* Short problem
Reproduce everything from the start of the material down to and including the line containing "M 636 218 L", swapping "foliage" for "vegetation" and leaving all else unchanged.

━━━━━━━━━━━━━━━━

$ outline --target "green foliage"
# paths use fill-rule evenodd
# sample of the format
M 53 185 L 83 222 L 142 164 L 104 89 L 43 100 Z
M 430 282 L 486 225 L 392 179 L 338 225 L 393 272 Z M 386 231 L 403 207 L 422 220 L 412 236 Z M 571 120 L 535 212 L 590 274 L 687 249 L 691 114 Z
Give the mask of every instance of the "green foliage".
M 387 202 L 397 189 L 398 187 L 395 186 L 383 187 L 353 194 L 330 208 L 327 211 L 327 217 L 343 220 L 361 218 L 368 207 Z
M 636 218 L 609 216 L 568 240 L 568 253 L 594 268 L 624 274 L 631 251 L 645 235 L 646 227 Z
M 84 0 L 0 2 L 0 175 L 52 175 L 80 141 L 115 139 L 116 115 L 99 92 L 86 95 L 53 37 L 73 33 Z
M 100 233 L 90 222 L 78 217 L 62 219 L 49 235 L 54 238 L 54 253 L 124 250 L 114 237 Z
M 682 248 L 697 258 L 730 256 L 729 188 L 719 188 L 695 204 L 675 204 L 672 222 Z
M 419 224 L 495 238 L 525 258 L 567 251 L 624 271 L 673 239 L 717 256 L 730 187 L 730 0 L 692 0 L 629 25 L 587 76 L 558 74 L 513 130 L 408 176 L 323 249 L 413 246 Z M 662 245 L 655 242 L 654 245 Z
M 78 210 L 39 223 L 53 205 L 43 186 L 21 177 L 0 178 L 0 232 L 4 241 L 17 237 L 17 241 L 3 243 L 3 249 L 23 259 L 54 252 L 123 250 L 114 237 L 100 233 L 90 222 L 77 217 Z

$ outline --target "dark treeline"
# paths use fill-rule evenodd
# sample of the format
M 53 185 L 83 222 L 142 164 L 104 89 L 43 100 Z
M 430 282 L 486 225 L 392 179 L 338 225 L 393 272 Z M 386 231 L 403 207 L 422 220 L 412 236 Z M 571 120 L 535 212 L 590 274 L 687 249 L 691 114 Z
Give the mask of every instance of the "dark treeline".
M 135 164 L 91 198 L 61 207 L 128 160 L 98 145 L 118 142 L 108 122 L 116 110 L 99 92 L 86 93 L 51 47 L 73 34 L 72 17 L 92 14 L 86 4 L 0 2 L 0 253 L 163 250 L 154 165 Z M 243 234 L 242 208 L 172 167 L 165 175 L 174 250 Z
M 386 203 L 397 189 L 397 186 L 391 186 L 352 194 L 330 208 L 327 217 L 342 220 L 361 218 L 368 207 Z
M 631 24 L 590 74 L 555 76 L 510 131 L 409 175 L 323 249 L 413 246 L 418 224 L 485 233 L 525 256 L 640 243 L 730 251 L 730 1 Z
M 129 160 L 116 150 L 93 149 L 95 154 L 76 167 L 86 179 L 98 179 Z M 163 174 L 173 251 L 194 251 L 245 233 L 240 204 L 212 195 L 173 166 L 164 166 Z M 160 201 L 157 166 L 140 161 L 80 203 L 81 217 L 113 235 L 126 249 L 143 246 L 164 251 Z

━━━━━━━━━━━━━━━━

* Full solution
$ outline --target "green vegetation"
# paths use fill-rule evenodd
# sample of the format
M 53 185 L 83 222 L 142 164 L 104 89 L 43 100 Z
M 430 282 L 486 225 L 392 179 L 338 225 L 393 272 Z M 386 231 L 403 207 L 422 220 L 412 236 Z M 571 120 L 535 212 L 590 274 L 687 249 L 691 114 Z
Give the mask of every instance of the "green vegetation".
M 387 202 L 397 189 L 398 187 L 395 186 L 383 187 L 353 194 L 330 208 L 327 211 L 327 217 L 343 220 L 361 218 L 368 207 Z
M 636 218 L 609 216 L 568 240 L 568 253 L 594 268 L 624 274 L 631 251 L 645 235 L 646 227 Z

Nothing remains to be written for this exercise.